Instructions to follow
No pictures in the copy, please: retype all the records exactly.

-- Dataset records follows --

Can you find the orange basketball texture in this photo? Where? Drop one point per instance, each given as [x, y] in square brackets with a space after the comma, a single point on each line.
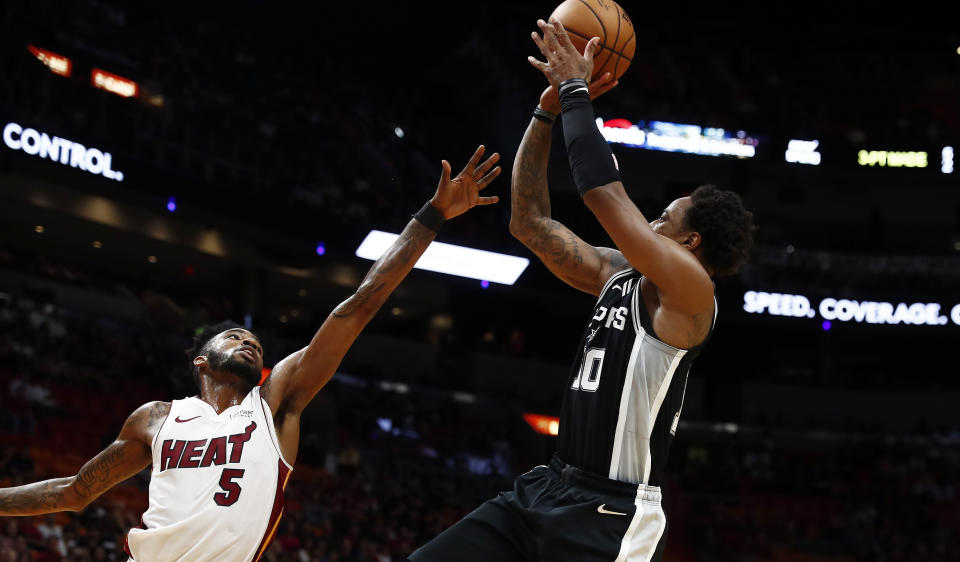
[586, 19]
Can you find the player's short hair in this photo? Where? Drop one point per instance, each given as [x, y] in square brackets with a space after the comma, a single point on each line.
[201, 339]
[725, 226]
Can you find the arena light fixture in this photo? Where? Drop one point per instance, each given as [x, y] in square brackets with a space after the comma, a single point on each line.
[452, 260]
[58, 64]
[545, 425]
[113, 83]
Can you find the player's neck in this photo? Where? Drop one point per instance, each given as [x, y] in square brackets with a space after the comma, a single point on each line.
[222, 391]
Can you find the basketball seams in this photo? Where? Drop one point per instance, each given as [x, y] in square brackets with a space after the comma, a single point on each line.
[607, 48]
[616, 41]
[603, 28]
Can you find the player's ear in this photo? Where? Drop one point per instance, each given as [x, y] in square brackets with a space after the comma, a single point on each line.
[691, 240]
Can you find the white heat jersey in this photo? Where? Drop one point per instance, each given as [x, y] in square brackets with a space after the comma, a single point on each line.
[216, 489]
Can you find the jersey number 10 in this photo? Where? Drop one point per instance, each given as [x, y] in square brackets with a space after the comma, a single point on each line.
[588, 379]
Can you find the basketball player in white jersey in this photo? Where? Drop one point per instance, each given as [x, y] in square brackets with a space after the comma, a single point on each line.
[599, 500]
[220, 461]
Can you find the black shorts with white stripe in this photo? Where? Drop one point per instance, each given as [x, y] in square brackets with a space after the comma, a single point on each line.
[557, 513]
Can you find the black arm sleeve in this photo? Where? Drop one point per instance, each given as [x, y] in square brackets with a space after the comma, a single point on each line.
[591, 160]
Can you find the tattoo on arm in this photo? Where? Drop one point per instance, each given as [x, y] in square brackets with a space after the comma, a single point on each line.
[121, 459]
[95, 475]
[34, 499]
[389, 270]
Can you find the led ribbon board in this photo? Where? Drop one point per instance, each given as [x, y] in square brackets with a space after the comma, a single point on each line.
[848, 310]
[676, 137]
[452, 259]
[68, 153]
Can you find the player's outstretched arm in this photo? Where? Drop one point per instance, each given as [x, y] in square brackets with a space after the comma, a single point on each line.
[683, 283]
[297, 379]
[126, 456]
[577, 263]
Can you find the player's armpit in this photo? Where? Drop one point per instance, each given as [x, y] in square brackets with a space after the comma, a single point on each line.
[566, 255]
[127, 455]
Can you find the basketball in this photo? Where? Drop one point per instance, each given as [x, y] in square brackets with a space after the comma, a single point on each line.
[586, 19]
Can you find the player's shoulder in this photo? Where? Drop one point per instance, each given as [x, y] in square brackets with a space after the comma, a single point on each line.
[150, 413]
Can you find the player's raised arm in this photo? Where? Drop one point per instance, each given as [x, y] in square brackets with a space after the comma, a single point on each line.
[296, 379]
[126, 456]
[577, 263]
[684, 284]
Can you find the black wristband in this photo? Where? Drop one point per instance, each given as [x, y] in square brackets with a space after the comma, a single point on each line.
[430, 217]
[591, 160]
[544, 115]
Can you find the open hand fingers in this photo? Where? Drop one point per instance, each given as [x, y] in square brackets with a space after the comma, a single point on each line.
[539, 65]
[485, 167]
[444, 172]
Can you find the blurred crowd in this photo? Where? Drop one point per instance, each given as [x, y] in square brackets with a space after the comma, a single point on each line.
[381, 471]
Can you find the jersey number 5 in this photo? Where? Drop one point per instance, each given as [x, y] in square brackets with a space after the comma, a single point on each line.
[231, 490]
[588, 379]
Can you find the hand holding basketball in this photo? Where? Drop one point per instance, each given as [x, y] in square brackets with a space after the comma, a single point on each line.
[563, 60]
[550, 101]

-- Dataset records concluded --

Your response
Can you find the orange basketball texture in this photo? Where? Drop one point per instance, each given as [x, y] in square brackets with a space after the comma, a single point on each line.
[586, 19]
Can you find the player's short hair in this photo? Where? Drop one point per instance, each given as [x, y] in square brackets with a space after the comma, a single point on each line.
[201, 339]
[725, 226]
Can you find the arena light fixture in this photo? Where? Drop one point per instance, each given as [x, y] in square brackets with a space after the comma, a single point on each line.
[452, 260]
[58, 64]
[545, 425]
[113, 83]
Can you find the player's neck in this photo? Where? Drop one point per instance, each given as [x, y] in square brackets with a space after the comma, a single point on each line.
[222, 391]
Can you find the basketball seams in this photo? Where? Drop one point per instance, each given as [x, y] in square brackets with a space after the comma, a single point on each line.
[607, 48]
[616, 41]
[603, 28]
Can you find the player's ear in this photo? Where? Drop one point per instance, each given as [x, y] in square brackets with a space after the comma, a single point on each line.
[691, 240]
Can you find the white heat jersey in this photo? Where? Drop one point per instance, each given as [x, y] in square brackets with a space after the comma, a single point on each line.
[216, 489]
Can you find the jersey number 10 in this photo? Where? Drop one point per instance, each given as [x, y] in square brackets with a space after the comma, a single point on each line.
[588, 379]
Can you find the basketball player in white jersey in this photo? Where? Drop one point per instance, each given as [x, y] in square brackets with a space after the comma, a single point on each line.
[599, 500]
[220, 461]
Can you find the black shorts with white stripe in this photo? Where? Drop one point per instance, each given as [x, y] in square brackets with a space after the comma, a single point on each line.
[557, 513]
Can you find the black arm sleeve in this photo? Where? Drop one point per instance, each given as [x, y] in square brackets with a space after the comma, a single point on each line.
[591, 160]
Can you find the tattoo on arm in this photo? Where? Drop one point per instance, each given as [x, y] in square brackets with a space after the comma, a single point on each line.
[121, 459]
[95, 475]
[34, 499]
[389, 270]
Can you find the led ribbon board in this photo? Where? Drop one point per instance, each given as [x, y] in square brackets with a space after the comma, a single point on each line.
[848, 310]
[676, 137]
[452, 259]
[68, 153]
Can you find the player's outstretched arm in this photo? Where? Drop one point per instance, each given as [x, y] in square brackets with a space after the comma, a single point on each line.
[683, 283]
[297, 379]
[126, 456]
[577, 263]
Can you find the player's armpit in this photo? Where? Drop one point per instance, each given as [x, y] in square brackets with a space after the comma, a single point on each line.
[566, 255]
[127, 455]
Can you find the basketball in this photo? Where? Drop one point per instance, each given as [x, y] in square brackets with a space after the comma, a single point on each line.
[586, 19]
Can you find the player's shoulder in this photo? Where? Drop one point per instance, each given as [x, y] in square brackets with a space after the comma, a single point on each line.
[150, 413]
Can you find the player's raised arm in this photo? Where? Drop one point per instance, each given as [x, y] in square brackets with a space after the comma, a single point on each line.
[296, 379]
[126, 456]
[577, 263]
[684, 284]
Can you find the black wristband in this photo? Where? Drop one point per instance, each given as [x, y] in square brackets with a space after the comma, a single point on each line.
[430, 217]
[591, 160]
[544, 115]
Can you find the open hand fingers in this photo? Where? Drop one point per instance, each given as [x, y] in square brackets with a space after the comma, a single point on each line.
[539, 65]
[485, 167]
[444, 172]
Can you find the blurred crowd in this photo? Where? Drop one point per instance, each given as [x, y] in square brackets with a space after the comma, a single point on each line.
[381, 471]
Can you find the jersey number 5 in this photo? Where? Drop one point per instance, each given as [x, y] in square brackets with a space after the comma, a single point on each line.
[231, 490]
[588, 379]
Can you find the hand holding basketball in this photo? Where? Drop one point per instance, each given as [x, y] in square brackets with a space after the comma, a single point on each line.
[563, 60]
[550, 101]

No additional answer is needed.